WHAT YOU WILL DO:
Rewrite the material below with "a point per instance" changed to "one point per instance" wherever it appears and everything else left unchanged. Omit the pictures from your version.

(Rows from a pointing dataset)
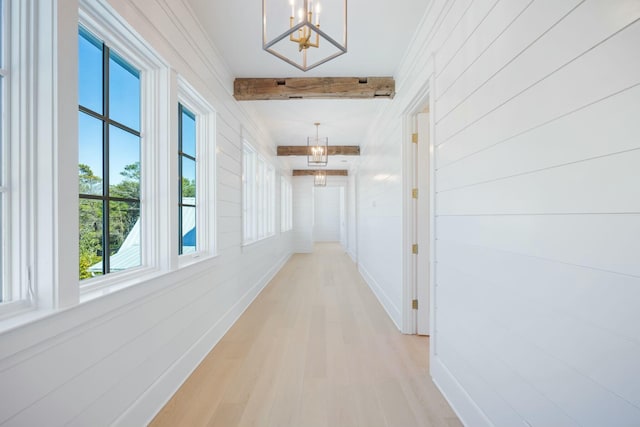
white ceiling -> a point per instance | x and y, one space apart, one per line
378 34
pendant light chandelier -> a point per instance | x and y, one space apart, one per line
317 149
320 179
291 31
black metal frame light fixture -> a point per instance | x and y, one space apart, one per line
317 149
320 179
292 35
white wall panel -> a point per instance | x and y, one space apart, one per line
587 26
577 187
613 67
538 18
326 224
606 242
584 134
302 192
483 35
380 218
537 273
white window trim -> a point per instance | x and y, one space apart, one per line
205 174
18 178
103 22
260 217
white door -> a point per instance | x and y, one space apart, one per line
422 224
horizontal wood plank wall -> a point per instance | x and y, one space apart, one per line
538 206
119 358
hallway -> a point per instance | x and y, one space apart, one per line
314 349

PROBLEM SOLUTION:
white ceiling -> one point per instance | x and y, one space apart, one per line
378 34
pendant light chandelier -> one point per instance | x and y, one space apart, one per line
317 149
320 179
291 31
black metal frame light fixture -> one point per instance | x and y, one space apart, one per line
317 149
320 179
292 35
white wall panel -> one point per instance | x and y, one space apart, one per line
587 26
577 187
613 67
538 18
326 224
606 242
584 134
302 192
483 35
380 218
537 273
white window trim -> one point per instance | x and y, one space apart, one per line
205 174
18 178
103 22
260 217
white door -> one point per instance | x and y, one space apart, one per line
422 224
horizontal wood plank wall -> one point per instance | x and y, one space apart, one per line
538 206
119 358
hallway -> one point per instance | x and y, one space apart, one per line
314 349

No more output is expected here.